* **SHORT EXERCISE**
Can you rewrite the records from the line that has "I need to find the blue" through the line that has "[0, 375, 76, 447]", requests included, scaling every bounding-box coordinate in the answers by 1.85 and rounding to whole numbers with halves going up? Leave the requests and their format samples unchanged.

* **ITEMS**
[START]

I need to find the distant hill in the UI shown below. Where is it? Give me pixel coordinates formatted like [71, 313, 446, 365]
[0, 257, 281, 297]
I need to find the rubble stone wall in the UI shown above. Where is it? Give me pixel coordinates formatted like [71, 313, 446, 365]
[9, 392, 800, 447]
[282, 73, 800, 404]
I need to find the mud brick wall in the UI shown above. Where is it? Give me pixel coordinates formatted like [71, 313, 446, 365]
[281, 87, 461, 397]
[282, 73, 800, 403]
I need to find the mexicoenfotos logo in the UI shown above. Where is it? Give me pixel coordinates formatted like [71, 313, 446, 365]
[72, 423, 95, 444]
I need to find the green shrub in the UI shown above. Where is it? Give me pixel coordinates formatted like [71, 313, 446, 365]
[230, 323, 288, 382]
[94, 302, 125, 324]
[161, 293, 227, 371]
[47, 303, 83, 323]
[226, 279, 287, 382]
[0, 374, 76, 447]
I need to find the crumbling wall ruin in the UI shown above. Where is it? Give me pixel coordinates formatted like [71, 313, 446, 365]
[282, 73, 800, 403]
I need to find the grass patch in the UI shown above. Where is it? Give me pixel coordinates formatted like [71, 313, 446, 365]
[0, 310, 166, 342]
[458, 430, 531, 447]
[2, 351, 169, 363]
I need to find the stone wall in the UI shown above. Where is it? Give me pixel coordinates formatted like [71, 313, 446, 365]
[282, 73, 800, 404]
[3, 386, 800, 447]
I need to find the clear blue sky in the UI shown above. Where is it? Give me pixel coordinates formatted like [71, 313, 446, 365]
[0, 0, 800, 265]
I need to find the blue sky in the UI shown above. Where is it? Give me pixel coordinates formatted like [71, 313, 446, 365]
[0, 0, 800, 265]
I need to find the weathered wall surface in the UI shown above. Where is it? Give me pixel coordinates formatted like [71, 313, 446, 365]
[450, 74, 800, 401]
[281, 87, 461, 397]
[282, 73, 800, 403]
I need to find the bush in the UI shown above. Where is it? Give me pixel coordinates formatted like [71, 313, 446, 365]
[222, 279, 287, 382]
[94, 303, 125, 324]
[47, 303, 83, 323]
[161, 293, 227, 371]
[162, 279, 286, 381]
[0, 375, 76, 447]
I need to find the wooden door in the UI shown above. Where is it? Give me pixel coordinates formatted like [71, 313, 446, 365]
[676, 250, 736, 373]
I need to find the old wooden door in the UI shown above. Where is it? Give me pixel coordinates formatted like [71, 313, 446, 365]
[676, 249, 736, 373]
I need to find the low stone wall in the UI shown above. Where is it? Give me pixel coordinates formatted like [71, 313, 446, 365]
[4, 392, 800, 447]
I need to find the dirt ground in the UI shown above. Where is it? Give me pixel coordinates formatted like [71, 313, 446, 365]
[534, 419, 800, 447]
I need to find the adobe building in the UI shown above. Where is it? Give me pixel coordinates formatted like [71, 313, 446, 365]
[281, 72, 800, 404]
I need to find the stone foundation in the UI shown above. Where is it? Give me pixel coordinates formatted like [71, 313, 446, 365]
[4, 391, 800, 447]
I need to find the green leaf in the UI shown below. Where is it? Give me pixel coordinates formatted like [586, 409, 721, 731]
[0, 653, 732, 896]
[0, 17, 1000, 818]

[END]
[START]

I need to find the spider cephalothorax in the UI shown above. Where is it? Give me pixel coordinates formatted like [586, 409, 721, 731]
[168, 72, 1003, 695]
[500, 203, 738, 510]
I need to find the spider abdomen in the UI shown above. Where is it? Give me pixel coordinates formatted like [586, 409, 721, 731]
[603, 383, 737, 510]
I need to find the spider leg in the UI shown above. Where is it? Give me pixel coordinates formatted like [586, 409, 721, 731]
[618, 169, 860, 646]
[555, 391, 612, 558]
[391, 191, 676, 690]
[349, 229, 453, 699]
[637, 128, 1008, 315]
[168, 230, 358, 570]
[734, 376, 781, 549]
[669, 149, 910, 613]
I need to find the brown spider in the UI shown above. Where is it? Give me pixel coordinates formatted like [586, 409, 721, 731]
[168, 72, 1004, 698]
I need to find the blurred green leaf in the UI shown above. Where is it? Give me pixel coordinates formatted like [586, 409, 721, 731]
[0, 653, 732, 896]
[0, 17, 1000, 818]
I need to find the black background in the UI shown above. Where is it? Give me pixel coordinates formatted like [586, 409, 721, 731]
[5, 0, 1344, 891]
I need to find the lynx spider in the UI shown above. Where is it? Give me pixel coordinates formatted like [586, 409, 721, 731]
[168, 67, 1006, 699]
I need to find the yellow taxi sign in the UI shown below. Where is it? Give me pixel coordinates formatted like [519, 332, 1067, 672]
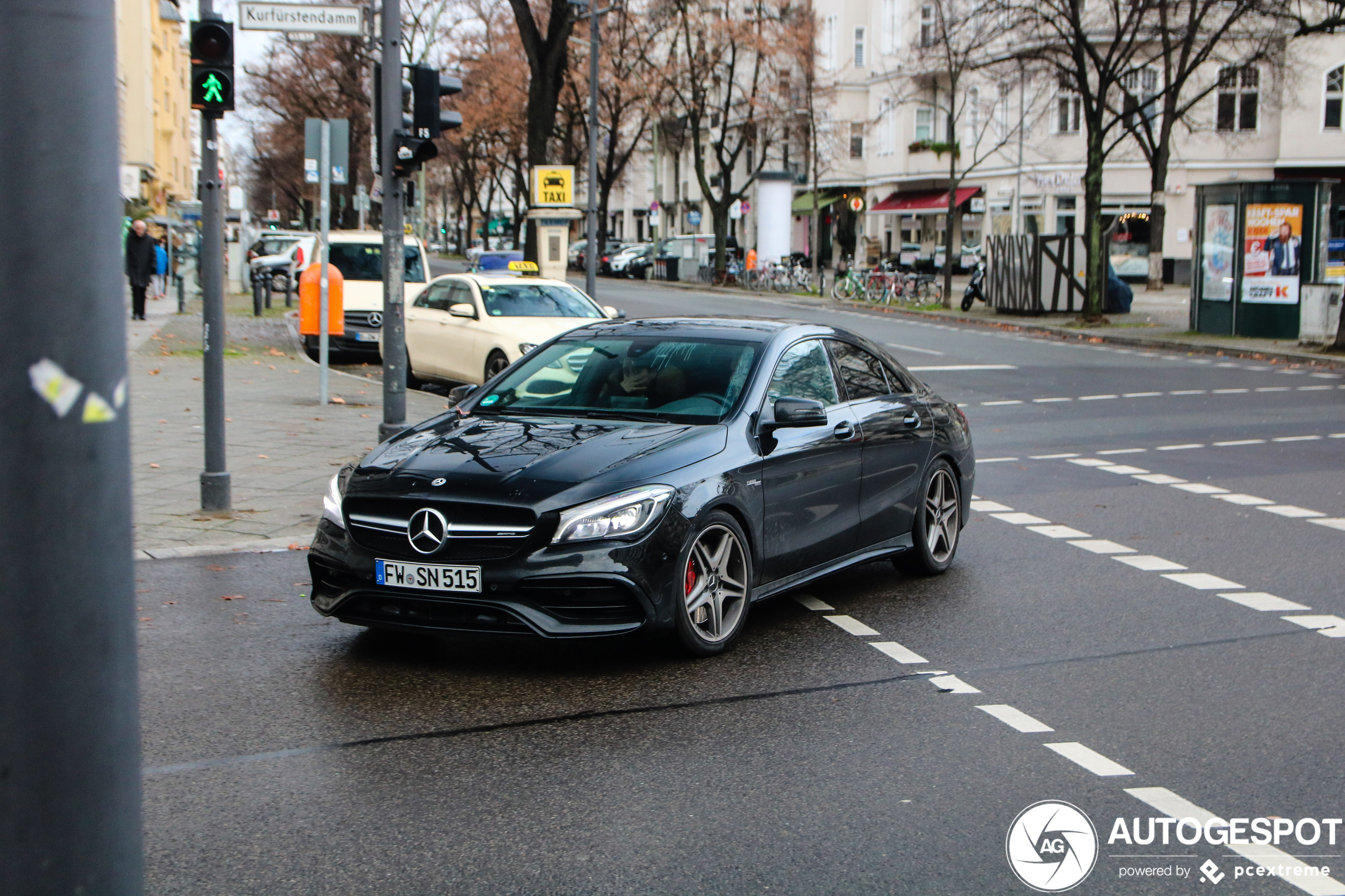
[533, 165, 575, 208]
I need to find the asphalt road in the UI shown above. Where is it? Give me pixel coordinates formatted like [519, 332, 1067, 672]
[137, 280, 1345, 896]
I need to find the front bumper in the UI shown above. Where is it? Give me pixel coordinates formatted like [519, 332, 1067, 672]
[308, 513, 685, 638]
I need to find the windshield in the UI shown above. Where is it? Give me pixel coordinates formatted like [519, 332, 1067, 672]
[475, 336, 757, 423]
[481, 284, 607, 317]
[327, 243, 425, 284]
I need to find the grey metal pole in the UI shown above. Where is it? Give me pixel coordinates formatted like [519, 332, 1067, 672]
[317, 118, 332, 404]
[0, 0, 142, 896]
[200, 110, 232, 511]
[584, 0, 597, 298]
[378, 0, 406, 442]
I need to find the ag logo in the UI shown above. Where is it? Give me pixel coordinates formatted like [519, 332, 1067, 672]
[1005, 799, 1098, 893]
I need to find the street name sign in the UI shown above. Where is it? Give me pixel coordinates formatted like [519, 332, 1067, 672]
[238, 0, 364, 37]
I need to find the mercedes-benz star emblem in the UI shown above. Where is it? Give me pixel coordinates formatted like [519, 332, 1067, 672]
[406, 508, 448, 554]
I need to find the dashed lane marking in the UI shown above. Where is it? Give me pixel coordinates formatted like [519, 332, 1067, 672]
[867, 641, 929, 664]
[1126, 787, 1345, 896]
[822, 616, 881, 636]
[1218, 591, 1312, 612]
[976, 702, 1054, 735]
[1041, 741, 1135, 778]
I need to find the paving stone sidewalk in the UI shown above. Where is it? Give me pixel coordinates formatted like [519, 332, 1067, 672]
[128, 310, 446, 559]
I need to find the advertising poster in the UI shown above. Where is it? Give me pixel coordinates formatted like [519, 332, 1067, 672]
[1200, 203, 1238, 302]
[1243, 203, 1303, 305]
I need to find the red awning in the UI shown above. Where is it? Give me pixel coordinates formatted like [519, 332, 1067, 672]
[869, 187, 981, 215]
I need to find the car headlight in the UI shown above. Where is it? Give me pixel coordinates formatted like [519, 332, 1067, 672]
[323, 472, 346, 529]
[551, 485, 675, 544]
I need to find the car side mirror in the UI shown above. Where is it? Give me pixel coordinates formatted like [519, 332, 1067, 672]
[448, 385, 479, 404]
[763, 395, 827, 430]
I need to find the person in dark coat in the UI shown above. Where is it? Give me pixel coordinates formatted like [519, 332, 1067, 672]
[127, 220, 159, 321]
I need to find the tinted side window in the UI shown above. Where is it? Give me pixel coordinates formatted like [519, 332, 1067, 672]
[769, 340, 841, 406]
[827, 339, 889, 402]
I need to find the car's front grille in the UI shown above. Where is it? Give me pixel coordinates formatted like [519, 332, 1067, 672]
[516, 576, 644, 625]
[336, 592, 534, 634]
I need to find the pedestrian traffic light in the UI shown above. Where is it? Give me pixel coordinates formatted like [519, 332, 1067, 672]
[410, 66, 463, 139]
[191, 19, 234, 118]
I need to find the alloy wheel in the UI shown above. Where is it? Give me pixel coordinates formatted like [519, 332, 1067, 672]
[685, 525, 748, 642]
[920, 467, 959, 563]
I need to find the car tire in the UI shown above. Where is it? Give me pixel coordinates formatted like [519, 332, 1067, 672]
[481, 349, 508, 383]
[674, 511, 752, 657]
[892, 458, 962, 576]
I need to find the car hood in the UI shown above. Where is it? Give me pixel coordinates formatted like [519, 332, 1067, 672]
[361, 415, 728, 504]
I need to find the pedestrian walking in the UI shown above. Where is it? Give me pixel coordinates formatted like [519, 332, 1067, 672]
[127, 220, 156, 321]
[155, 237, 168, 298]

[END]

* **CORRECT RESPONSE**
I need to find the blue sky in the UI shown above. Where is it? Give me pixel coordinates formatted like [71, 313, 446, 365]
[0, 0, 1480, 490]
I need to find the weathered wall surface in the UI shown above. Where is it? Give me pixel coordinates formatted like [71, 313, 446, 365]
[833, 137, 1480, 742]
[520, 161, 853, 734]
[522, 135, 1480, 746]
I need to find the bush in the UI shown above. Where is it? Give me pixel coordinates formatted like [71, 313, 446, 365]
[411, 516, 531, 707]
[174, 561, 231, 599]
[87, 561, 154, 598]
[298, 542, 420, 686]
[300, 516, 529, 705]
[0, 694, 141, 827]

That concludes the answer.